» EXTRAIT FOURNI:
■ ■ ■ ■ ■

Par Camille Gobourg (artiste) et Leo Lamotte (rédacteur)
Pour essayer de sortir de la pauvreté, de nombreux Latino-Américains se laissent tenter par les promesses de richesse que fait miroiter l’El Dorado. Pourtant, si l’orpaillage illégal s’intensifie, il n’apporte pas de réponses aux problèmes de ces hommes qui, remplis d’espoir, quittent tout pour s’embarquer dans le mythe de la quête de l’or. Bien souvent, le crime organisé s’en mêle et s’accapare les recettes des chercheurs d’or, dont l’activité menace dramatiquement l’environnement.
2017, COSTA RICA.
Les premiers jours de décembre signent la brusque démission de dizaines d’ouvriers agricoles. Pour eux, l’avenir est au nord, dans la mine (fermée) de Crucitas. Tous s’y dirigent pour la même raison, la même folie. Finie la pauvreté, ils deviendront riches grâce à l’or. La fièvre touchera même certains étudiants, finie l’école, ils deviendront riches grâce à l’or.

■ ■ ■ ■ ■

» DONNÉES FOURNIES:
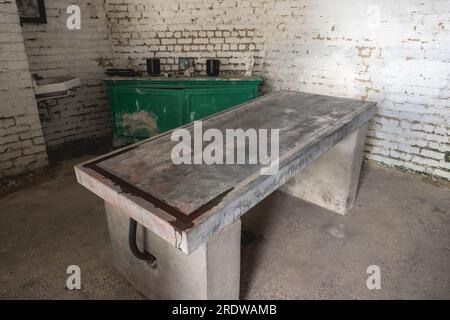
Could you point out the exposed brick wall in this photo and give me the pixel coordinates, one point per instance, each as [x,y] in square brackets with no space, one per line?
[54,50]
[400,59]
[22,145]
[171,29]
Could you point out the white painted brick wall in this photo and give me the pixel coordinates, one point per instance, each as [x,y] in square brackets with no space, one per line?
[22,145]
[400,58]
[54,50]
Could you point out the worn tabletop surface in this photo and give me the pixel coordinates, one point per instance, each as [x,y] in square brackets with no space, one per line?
[189,194]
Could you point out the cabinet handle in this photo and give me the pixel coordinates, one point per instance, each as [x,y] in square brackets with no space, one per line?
[146,256]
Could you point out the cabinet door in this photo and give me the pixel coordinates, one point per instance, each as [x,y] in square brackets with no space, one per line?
[201,103]
[141,113]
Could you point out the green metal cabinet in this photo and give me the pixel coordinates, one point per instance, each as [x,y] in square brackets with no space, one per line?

■ ■ ■ ■ ■

» TRAVAIL DEMANDÉ:
A – D'après l'extrait sur l'orpaillage, vers quelle mine se dirigent les ouvriers agricoles démissionnaires en décembre 2017 ?
B – Recopiez le passage de l'extrait qui commence par "Les premiers jours" et se poursuit jusqu'à "l’école, ils deviendront riches grâce à l’or.".

» RÉSULTATS PAR TÂCHE:
A – Vers la mine fermée de Crucitas, au nord du Costa Rica.

B –
Les premiers jours de décembre signent la brusque démission de dizaines d’ouvriers agricoles. Pour eux, l’avenir est au nord, dans la mine (fermée) de Crucitas. Tous s’y dirigent pour la même raison, la même folie. Finie la pauvreté, ils deviendront riches grâce à l’or. La fièvre touchera même certains étudiants, finie l’école, ils deviendront riches grâce à l’or.